| Aim of the exercise |
Scan the records for lines holding "brown". Say how many there are and give nothing else.

| Records for the task |
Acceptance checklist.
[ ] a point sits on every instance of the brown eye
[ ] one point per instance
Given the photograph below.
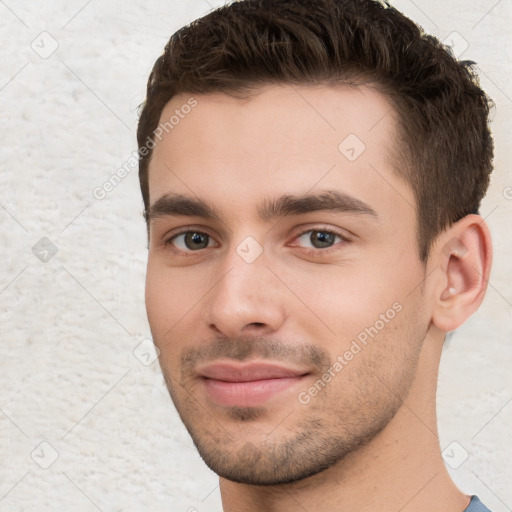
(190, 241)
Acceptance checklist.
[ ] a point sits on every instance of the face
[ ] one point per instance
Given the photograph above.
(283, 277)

==

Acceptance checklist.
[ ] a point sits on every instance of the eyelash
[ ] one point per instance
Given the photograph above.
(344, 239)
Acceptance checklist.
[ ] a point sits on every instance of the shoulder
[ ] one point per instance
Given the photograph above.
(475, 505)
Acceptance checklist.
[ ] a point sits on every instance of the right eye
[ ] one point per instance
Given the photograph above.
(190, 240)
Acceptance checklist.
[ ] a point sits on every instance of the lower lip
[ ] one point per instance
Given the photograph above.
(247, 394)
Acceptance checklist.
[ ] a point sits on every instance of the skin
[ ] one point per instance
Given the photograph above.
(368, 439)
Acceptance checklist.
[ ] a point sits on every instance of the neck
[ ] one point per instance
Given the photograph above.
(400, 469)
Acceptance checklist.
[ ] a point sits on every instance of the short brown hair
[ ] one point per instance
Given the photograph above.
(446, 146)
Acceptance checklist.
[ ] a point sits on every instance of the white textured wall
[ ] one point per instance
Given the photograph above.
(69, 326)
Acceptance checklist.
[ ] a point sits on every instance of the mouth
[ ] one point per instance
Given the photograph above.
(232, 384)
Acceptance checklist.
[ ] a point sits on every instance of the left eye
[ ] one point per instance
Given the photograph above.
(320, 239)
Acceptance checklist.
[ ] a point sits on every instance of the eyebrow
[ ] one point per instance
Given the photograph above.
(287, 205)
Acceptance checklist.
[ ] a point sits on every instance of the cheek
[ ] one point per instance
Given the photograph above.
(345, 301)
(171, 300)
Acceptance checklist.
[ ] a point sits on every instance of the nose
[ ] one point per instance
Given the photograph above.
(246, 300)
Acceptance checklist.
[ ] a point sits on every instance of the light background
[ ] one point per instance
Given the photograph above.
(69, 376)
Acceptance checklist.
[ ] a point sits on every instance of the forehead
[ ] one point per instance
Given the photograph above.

| Answer box |
2